* [Task brief] Only these lines of the data below are wanted: the one with "subject: underground mine tunnel", the one with "subject: front-end loader bucket", and any lines between them, each repeated exactly.

━━━━━━━━━━

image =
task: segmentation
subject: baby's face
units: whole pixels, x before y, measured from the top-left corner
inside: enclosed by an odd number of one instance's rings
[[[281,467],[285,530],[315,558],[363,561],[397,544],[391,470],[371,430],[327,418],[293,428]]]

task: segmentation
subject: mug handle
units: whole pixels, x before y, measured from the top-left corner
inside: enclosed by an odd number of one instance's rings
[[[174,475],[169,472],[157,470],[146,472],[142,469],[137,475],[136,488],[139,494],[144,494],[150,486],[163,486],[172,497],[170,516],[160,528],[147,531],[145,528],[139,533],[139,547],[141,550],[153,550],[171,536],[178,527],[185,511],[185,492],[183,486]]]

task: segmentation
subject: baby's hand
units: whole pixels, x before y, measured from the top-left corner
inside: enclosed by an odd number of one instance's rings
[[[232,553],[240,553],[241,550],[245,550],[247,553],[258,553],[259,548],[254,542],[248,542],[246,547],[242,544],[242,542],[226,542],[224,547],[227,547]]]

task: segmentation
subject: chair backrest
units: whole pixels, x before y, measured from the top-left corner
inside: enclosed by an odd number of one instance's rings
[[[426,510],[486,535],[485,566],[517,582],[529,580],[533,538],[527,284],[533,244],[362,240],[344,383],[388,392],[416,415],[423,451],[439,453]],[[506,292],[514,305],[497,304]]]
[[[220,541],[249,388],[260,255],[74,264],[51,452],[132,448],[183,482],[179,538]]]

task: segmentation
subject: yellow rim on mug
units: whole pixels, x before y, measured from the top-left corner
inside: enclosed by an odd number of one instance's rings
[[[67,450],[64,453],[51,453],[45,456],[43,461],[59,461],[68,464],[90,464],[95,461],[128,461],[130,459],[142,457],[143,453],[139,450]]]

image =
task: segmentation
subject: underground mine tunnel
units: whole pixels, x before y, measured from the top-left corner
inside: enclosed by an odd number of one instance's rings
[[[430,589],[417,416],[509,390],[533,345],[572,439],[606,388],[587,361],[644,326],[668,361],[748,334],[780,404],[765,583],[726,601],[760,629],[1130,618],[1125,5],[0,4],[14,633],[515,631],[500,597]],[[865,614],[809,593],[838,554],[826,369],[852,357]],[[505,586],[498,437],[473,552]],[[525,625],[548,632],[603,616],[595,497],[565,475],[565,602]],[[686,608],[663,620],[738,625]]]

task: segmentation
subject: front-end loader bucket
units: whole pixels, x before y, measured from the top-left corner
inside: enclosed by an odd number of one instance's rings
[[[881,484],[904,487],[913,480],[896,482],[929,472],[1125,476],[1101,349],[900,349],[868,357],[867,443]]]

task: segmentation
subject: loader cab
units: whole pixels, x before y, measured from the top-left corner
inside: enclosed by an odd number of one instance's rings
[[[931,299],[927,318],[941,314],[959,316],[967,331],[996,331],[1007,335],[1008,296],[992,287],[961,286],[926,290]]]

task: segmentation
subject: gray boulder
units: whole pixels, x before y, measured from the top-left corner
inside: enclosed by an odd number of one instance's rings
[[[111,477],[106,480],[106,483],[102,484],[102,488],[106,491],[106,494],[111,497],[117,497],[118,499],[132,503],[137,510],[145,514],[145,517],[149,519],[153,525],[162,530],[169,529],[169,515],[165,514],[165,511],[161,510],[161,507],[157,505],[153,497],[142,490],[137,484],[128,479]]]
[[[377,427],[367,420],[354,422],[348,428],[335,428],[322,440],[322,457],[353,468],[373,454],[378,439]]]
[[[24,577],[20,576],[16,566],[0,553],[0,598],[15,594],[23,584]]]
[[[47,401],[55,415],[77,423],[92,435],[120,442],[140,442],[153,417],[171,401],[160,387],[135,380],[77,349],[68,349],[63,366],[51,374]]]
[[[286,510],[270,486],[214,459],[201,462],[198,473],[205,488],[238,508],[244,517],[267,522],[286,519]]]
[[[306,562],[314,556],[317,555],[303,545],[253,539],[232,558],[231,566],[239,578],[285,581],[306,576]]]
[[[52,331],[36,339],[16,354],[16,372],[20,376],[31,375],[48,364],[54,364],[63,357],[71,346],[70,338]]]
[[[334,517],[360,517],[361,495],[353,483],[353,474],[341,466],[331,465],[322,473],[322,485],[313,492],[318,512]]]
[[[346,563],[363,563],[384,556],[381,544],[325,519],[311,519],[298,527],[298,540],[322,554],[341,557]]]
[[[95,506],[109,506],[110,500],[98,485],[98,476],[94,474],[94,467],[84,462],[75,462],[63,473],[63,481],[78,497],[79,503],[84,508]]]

━━━━━━━━━━

* [Answer box]
subject: underground mine tunnel
units: whole pixels, x before y, measured from the top-left corner
inside: enclosed by an odd number of one instance's rings
[[[430,589],[417,416],[509,390],[533,345],[572,439],[606,388],[587,361],[644,326],[668,361],[748,334],[780,404],[765,583],[726,601],[760,629],[1130,618],[1125,5],[0,4],[14,633],[515,631],[500,597]],[[865,614],[809,593],[838,554],[826,369],[852,357]],[[505,586],[498,437],[473,552]],[[525,625],[548,632],[603,616],[595,497],[565,475],[565,602]],[[686,608],[663,620],[738,625]]]

task: segmentation
subject: front-end loader bucket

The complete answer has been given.